REQUIRED WORK >> Keep the wording of every entry intact in your copy, and omit the pictures.

INFORMATION SUPPLIED >>

────────────────

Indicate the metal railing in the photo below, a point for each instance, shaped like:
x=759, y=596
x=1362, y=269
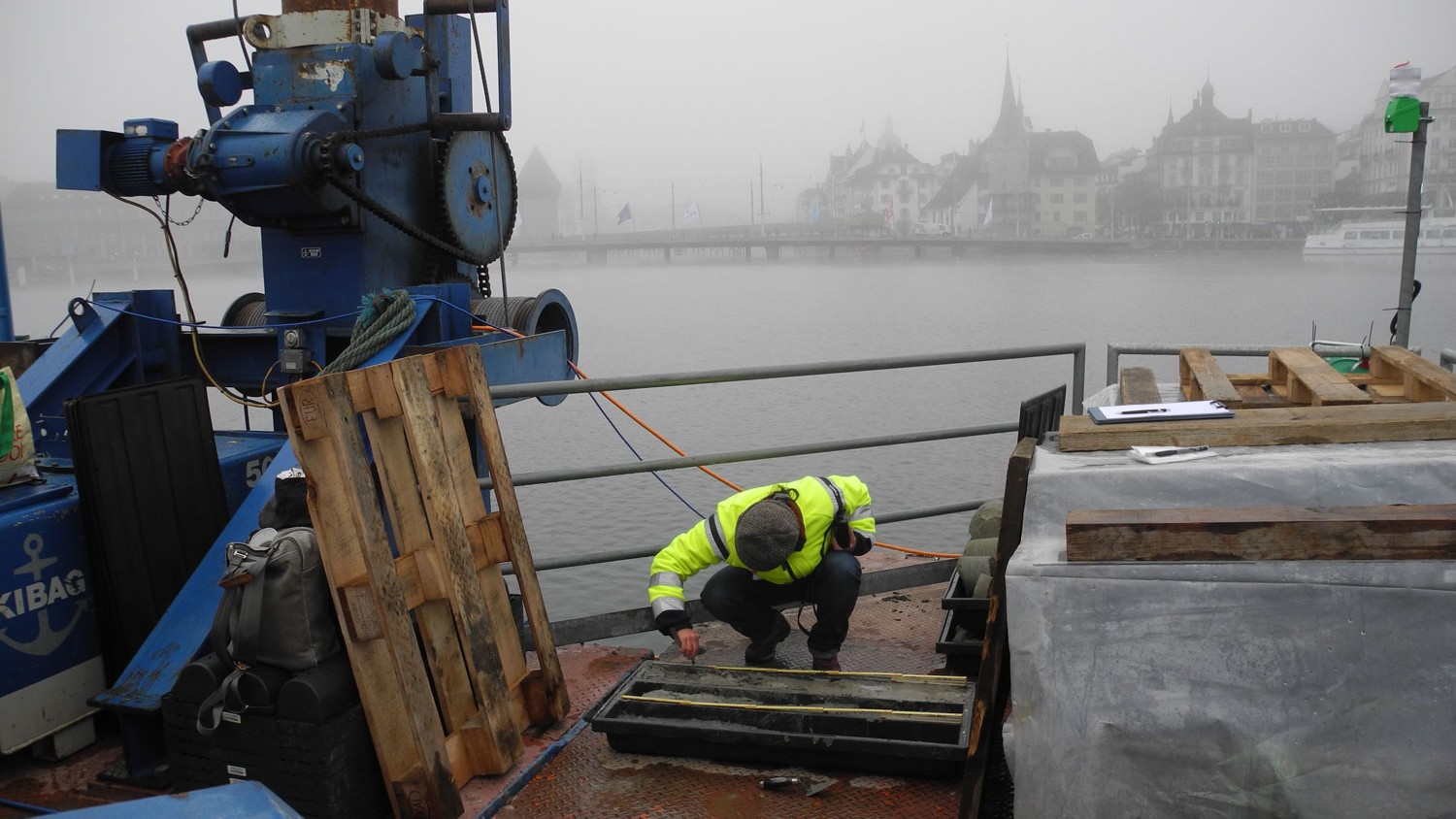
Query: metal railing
x=640, y=620
x=1117, y=351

────────────────

YOUR RESPONSE >>
Indicate the metal railing in the photo below, a point for each instance, shaped like:
x=759, y=596
x=1362, y=269
Query: metal railing
x=640, y=620
x=1117, y=351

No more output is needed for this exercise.